=== WHAT TO WORK ON ===
1. Quote the passage on drug-related killings in Davao City word for word, beginning at the words "The latest death" and stopping after "in Davao City.".
2. Extend the passage on drug-related killings in Davao City, picking up right after its final sentence.

=== READING PASSAGE ===
————
MANILA, Philippines – Residents of Davao City had already witnessed rampant bloodshed even before Mayor Sebastian “Baste” Duterte, son of the former president, declared on March 22, his war against illegal drugs. His new declaration could make the violence even worse. 

There have been at least 97 drug-related killings in Davao City between July 1, 2022 and March 15, 2024, according to monitoring conducted by the Dahas Project of the University of the Philippines’ Third World Studies Center. This means that at least one person was killed a week since Baste Duterte took office.

Out of this number, 96 were killed by state agents – from the Philippine National Police or the Philippine Drug Enforcement Agency. One was killed by an unidentified assailant.

Dahas Project is the only remaining effort to methodologically count the drug-related killings across the Philippines that continued from Duterte to President Ferdinand Marcos Jr.

The latest death toll in Davao City accounts for at least 16% of the 582 drug-related killings recorded under the current Marcos administration as of March 15.

In a report released to mark the first year of the Marcos administration, the team noted the “sudden emergence of Davao del Sur as the top hotspot” for drug-related killings. The primary victims are “low-level drug peddlers” and mostly concentrated in Davao City.

During Baste’s first 12 months in office, at least 53 people were already killed in Davao City alone – almost 15% of the total 342 drug-related killings during the first year of the Marcos administration.
————
=== SOURCE MATERIAL ===
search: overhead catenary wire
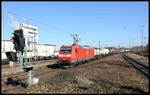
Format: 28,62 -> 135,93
————
=== WRITTEN RESPONSES ===
1.
The latest death toll in Davao City accounts for at least 16% of the 582 drug-related killings recorded under the current Marcos administration as of March 15.

In a report released to mark the first year of the Marcos administration, the team noted the “sudden emergence of Davao del Sur as the top hotspot” for drug-related killings. The primary victims are “low-level drug peddlers” and mostly concentrated in Davao City.

2.
The younger Duterte on March 22 echoed the messaging of his father, warning alleged drug personalities to leave before he gets to them.

“So this will be your chance to get out of this city. If not, sorry, I’m already telling you right now, get out of here [and] if you’re not going to stop, I’ll kill you,” he said in Bisaya during the ceremony welcoming new Davao City police chief Richard Bad-ang.

Between then and Monday, March 25, the Facebook page of Davao City already posted about two individuals killed in police anti-illegal drug operations. This could just be the beginning of rampant violence, according to Human Rights Watch (HRW) senior researcher Carlos Conde.

“With Mayor Duterte’s declaration of war against drugs in his city, we fear the violence will worsen and the impunity will persist,” he told Rappler on Monday.

“We also cannot expect accountability for the killings, what with the Duterte family’s tight grip on the city,” Conde added.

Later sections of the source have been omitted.